• Recorded data:
******************************
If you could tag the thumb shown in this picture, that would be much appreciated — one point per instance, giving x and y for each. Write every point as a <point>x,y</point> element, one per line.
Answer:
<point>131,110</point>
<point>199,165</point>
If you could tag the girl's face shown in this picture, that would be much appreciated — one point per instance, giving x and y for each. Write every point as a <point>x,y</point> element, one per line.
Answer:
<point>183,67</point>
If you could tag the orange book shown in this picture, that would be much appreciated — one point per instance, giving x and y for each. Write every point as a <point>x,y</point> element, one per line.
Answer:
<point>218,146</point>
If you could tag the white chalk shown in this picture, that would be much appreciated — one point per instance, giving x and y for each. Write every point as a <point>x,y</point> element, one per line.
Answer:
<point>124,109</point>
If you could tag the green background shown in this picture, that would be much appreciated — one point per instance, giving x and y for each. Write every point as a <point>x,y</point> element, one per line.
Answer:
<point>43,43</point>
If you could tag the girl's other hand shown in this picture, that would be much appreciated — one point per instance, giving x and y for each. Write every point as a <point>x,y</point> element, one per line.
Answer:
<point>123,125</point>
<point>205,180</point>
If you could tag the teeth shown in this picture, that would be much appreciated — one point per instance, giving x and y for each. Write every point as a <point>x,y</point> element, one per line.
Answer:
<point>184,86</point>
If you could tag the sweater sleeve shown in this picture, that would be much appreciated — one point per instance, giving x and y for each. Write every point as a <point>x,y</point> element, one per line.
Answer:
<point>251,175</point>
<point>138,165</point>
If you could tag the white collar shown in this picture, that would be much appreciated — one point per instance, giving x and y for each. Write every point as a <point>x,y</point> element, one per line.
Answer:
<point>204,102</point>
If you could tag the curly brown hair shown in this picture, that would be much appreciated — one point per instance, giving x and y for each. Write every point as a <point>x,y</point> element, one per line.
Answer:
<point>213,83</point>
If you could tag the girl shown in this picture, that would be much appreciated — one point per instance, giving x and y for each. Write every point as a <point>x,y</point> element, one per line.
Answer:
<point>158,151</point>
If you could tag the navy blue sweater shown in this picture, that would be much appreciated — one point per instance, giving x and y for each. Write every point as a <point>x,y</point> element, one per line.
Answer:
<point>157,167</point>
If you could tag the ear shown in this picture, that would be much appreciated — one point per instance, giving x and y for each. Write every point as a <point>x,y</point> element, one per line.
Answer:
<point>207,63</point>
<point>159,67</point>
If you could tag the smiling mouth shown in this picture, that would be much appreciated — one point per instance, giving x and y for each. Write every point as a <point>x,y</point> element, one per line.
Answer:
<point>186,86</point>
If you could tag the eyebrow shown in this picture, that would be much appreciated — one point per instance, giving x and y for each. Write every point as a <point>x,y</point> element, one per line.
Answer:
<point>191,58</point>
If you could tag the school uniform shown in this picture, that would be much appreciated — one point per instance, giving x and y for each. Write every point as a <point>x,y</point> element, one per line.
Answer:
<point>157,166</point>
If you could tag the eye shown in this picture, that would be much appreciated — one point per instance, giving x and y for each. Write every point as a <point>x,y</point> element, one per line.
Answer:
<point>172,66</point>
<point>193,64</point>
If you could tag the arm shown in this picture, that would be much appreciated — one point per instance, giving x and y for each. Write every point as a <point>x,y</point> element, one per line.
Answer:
******************************
• EXERCISE: If a line in the records above holds the string "girl", copy it out.

• EXPECTED ANSWER:
If you could tag the girl's face shown in this picture, that would be much appreciated — one point per instance, giving x and y for each. Write every point as a <point>x,y</point> element, one per line.
If you could tag the girl's other hand shown in this picture, that would be much appreciated — one point per instance, giving x and y for each. Write every point as a <point>x,y</point> element, one per line.
If you could tag the girl shown in this picture, that would be much appreciated — one point per instance, giving x and y for each. Write every point as a <point>x,y</point> element, one per line.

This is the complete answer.